**Required work**
In the records below, find every line with the word "instance" and copy it.

**Source records**
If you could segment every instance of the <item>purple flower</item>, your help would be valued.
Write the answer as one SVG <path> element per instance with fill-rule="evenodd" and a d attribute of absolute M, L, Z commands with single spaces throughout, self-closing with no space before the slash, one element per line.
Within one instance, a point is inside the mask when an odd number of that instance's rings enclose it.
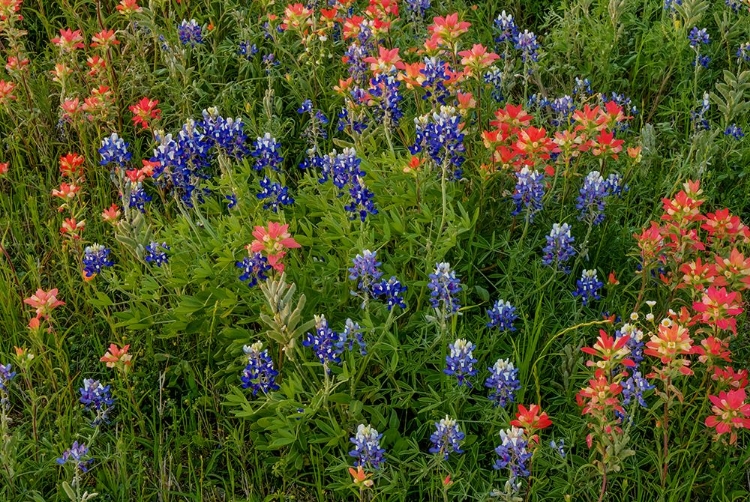
<path fill-rule="evenodd" d="M 443 373 L 446 375 L 455 375 L 458 379 L 458 385 L 466 385 L 471 387 L 471 383 L 466 377 L 471 377 L 477 374 L 474 364 L 477 362 L 474 359 L 474 345 L 463 339 L 459 338 L 452 344 L 448 345 L 450 353 L 445 356 L 445 369 Z"/>
<path fill-rule="evenodd" d="M 583 186 L 576 199 L 576 208 L 580 211 L 578 219 L 593 225 L 599 225 L 604 221 L 605 198 L 610 193 L 610 185 L 604 181 L 599 171 L 591 171 L 583 180 Z"/>
<path fill-rule="evenodd" d="M 414 119 L 416 138 L 409 147 L 412 155 L 425 150 L 438 166 L 452 166 L 452 178 L 460 179 L 464 163 L 464 133 L 461 132 L 461 116 L 451 106 L 441 106 L 440 112 Z"/>
<path fill-rule="evenodd" d="M 737 59 L 750 63 L 750 42 L 740 44 L 737 48 Z"/>
<path fill-rule="evenodd" d="M 357 433 L 349 439 L 354 443 L 354 449 L 349 452 L 349 455 L 356 459 L 355 466 L 364 467 L 369 464 L 373 469 L 380 468 L 380 464 L 385 462 L 383 458 L 385 450 L 380 447 L 382 437 L 383 435 L 378 434 L 378 431 L 371 425 L 359 424 L 357 426 Z"/>
<path fill-rule="evenodd" d="M 534 221 L 534 215 L 542 210 L 544 174 L 537 170 L 531 171 L 524 166 L 516 173 L 516 180 L 516 190 L 513 193 L 513 202 L 516 207 L 510 214 L 517 216 L 525 209 L 529 223 L 531 223 Z"/>
<path fill-rule="evenodd" d="M 268 202 L 263 204 L 263 209 L 270 209 L 276 213 L 279 211 L 279 207 L 294 204 L 294 199 L 289 196 L 289 187 L 271 181 L 268 176 L 264 176 L 263 179 L 260 180 L 260 188 L 261 191 L 258 192 L 256 197 L 261 200 L 268 200 Z"/>
<path fill-rule="evenodd" d="M 576 250 L 573 248 L 574 241 L 575 238 L 570 235 L 570 225 L 567 223 L 553 224 L 552 230 L 547 236 L 547 245 L 542 250 L 544 252 L 542 263 L 555 268 L 563 265 L 562 269 L 567 271 L 564 264 L 576 254 Z"/>
<path fill-rule="evenodd" d="M 466 434 L 459 430 L 456 421 L 446 415 L 439 422 L 435 422 L 435 432 L 430 436 L 432 447 L 429 452 L 437 453 L 443 457 L 443 460 L 448 460 L 451 453 L 464 452 L 461 449 L 461 442 L 465 437 Z"/>
<path fill-rule="evenodd" d="M 711 42 L 711 38 L 706 31 L 706 28 L 698 29 L 697 26 L 693 26 L 688 34 L 688 40 L 690 40 L 690 47 L 697 48 L 701 44 L 708 45 Z"/>
<path fill-rule="evenodd" d="M 458 293 L 461 292 L 461 281 L 456 277 L 456 272 L 451 269 L 450 263 L 438 263 L 435 272 L 429 275 L 430 282 L 427 288 L 430 290 L 430 304 L 441 314 L 448 318 L 452 316 L 461 305 L 458 301 Z"/>
<path fill-rule="evenodd" d="M 360 294 L 368 298 L 372 293 L 372 287 L 383 275 L 380 271 L 381 263 L 376 258 L 377 251 L 365 249 L 362 254 L 358 254 L 352 260 L 353 267 L 349 269 L 349 279 L 357 282 L 357 289 Z M 357 292 L 352 291 L 353 295 Z M 374 295 L 373 295 L 374 296 Z M 364 308 L 364 303 L 362 304 Z"/>
<path fill-rule="evenodd" d="M 724 135 L 731 136 L 737 141 L 745 137 L 745 133 L 742 132 L 742 128 L 738 126 L 737 124 L 728 125 L 727 128 L 724 130 Z"/>
<path fill-rule="evenodd" d="M 505 406 L 515 400 L 516 391 L 521 388 L 518 379 L 518 368 L 508 359 L 498 359 L 492 368 L 484 386 L 491 389 L 490 399 L 495 406 Z"/>
<path fill-rule="evenodd" d="M 517 478 L 528 477 L 531 473 L 528 469 L 528 463 L 531 460 L 532 452 L 528 449 L 528 441 L 524 437 L 523 429 L 511 427 L 510 429 L 500 431 L 502 443 L 495 448 L 498 459 L 495 460 L 493 467 L 495 469 L 508 469 L 510 471 L 509 482 L 514 484 Z M 514 488 L 516 488 L 514 486 Z"/>
<path fill-rule="evenodd" d="M 70 462 L 75 465 L 75 468 L 77 470 L 81 472 L 87 472 L 89 464 L 94 461 L 93 458 L 84 458 L 88 454 L 89 449 L 86 447 L 86 445 L 83 443 L 78 444 L 78 441 L 75 441 L 73 443 L 73 446 L 71 446 L 70 449 L 65 450 L 62 454 L 62 457 L 57 459 L 57 463 L 59 465 L 64 465 Z"/>
<path fill-rule="evenodd" d="M 389 311 L 393 310 L 393 307 L 397 305 L 402 309 L 406 308 L 406 303 L 404 303 L 405 292 L 406 286 L 401 284 L 395 276 L 392 276 L 387 281 L 383 279 L 372 286 L 372 296 L 374 298 L 382 296 L 386 301 Z"/>
<path fill-rule="evenodd" d="M 83 381 L 83 387 L 78 389 L 81 393 L 80 402 L 87 411 L 96 414 L 93 425 L 99 425 L 107 421 L 107 415 L 114 405 L 114 399 L 110 392 L 110 386 L 104 386 L 98 380 L 87 378 Z"/>
<path fill-rule="evenodd" d="M 113 132 L 108 138 L 102 140 L 99 155 L 102 157 L 99 165 L 107 166 L 115 164 L 118 167 L 125 167 L 125 164 L 130 162 L 130 158 L 133 156 L 133 154 L 128 152 L 128 144 L 116 132 Z"/>
<path fill-rule="evenodd" d="M 600 300 L 599 291 L 604 283 L 596 277 L 596 270 L 584 270 L 581 278 L 576 281 L 576 290 L 573 296 L 580 296 L 583 306 L 587 306 L 591 300 Z"/>
<path fill-rule="evenodd" d="M 359 346 L 360 355 L 366 356 L 367 350 L 365 346 L 365 340 L 362 337 L 362 328 L 360 328 L 359 324 L 357 324 L 356 322 L 352 321 L 351 319 L 347 319 L 346 324 L 344 325 L 344 331 L 339 333 L 338 345 L 342 350 L 344 348 L 353 350 L 355 343 Z"/>
<path fill-rule="evenodd" d="M 302 345 L 311 347 L 320 363 L 328 369 L 328 363 L 340 363 L 343 347 L 339 346 L 341 341 L 339 334 L 328 327 L 328 321 L 324 315 L 315 316 L 315 332 L 307 333 Z"/>
<path fill-rule="evenodd" d="M 500 331 L 516 331 L 513 323 L 518 319 L 516 307 L 504 300 L 497 300 L 491 309 L 487 309 L 490 322 L 488 328 L 497 328 Z"/>
<path fill-rule="evenodd" d="M 256 171 L 262 171 L 264 168 L 270 167 L 274 171 L 278 171 L 284 161 L 284 157 L 279 152 L 281 152 L 281 143 L 272 138 L 271 133 L 265 133 L 263 137 L 259 136 L 250 152 L 250 155 L 256 159 L 253 168 Z"/>
<path fill-rule="evenodd" d="M 536 35 L 529 30 L 524 30 L 523 33 L 517 32 L 513 37 L 513 43 L 516 49 L 521 51 L 521 59 L 524 63 L 531 61 L 537 61 L 539 59 L 539 44 L 536 41 Z"/>
<path fill-rule="evenodd" d="M 271 270 L 268 260 L 260 253 L 253 253 L 252 256 L 245 257 L 242 261 L 236 262 L 237 267 L 241 268 L 243 273 L 240 275 L 241 281 L 250 281 L 248 287 L 258 284 L 258 281 L 268 279 L 266 273 Z"/>
<path fill-rule="evenodd" d="M 92 244 L 86 246 L 83 250 L 83 271 L 86 277 L 93 277 L 99 274 L 102 268 L 111 267 L 114 262 L 109 259 L 110 250 L 101 244 Z"/>
<path fill-rule="evenodd" d="M 180 26 L 177 27 L 177 34 L 182 45 L 195 47 L 203 43 L 203 30 L 195 19 L 191 19 L 189 22 L 183 19 Z"/>
<path fill-rule="evenodd" d="M 365 221 L 368 214 L 378 214 L 372 200 L 375 194 L 365 186 L 364 180 L 360 176 L 351 179 L 349 195 L 351 196 L 351 202 L 346 204 L 344 209 L 352 213 L 351 219 L 359 217 L 361 221 Z"/>
<path fill-rule="evenodd" d="M 497 19 L 495 19 L 495 30 L 499 32 L 495 37 L 495 42 L 498 44 L 512 42 L 518 34 L 518 27 L 513 20 L 513 16 L 507 14 L 505 11 L 502 11 L 500 15 L 497 16 Z"/>
<path fill-rule="evenodd" d="M 253 389 L 253 396 L 258 391 L 267 394 L 274 390 L 279 390 L 276 385 L 276 376 L 279 372 L 273 367 L 273 360 L 268 354 L 268 349 L 263 349 L 263 342 L 255 342 L 252 345 L 245 345 L 242 350 L 247 356 L 247 366 L 242 370 L 242 388 Z"/>
<path fill-rule="evenodd" d="M 152 242 L 146 246 L 146 261 L 153 263 L 157 267 L 161 267 L 165 263 L 169 263 L 169 257 L 167 257 L 167 251 L 169 246 L 166 242 L 159 244 L 158 242 Z"/>
<path fill-rule="evenodd" d="M 654 385 L 641 374 L 640 371 L 635 370 L 633 374 L 622 383 L 622 404 L 627 406 L 635 398 L 638 404 L 647 408 L 648 404 L 643 399 L 643 393 L 654 388 Z"/>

**Result**
If you could segment every instance of the <item>purple flower</item>, your help would be valued.
Write the answer as one SVG <path> element per instance with fill-rule="evenodd" and a d attribute of absolute M, L, Z commands with single spaces throughout, self-closing with no space before the slash, one element per line.
Within one instance, a point is inside the mask when an odd number of that instance's rings enclose it.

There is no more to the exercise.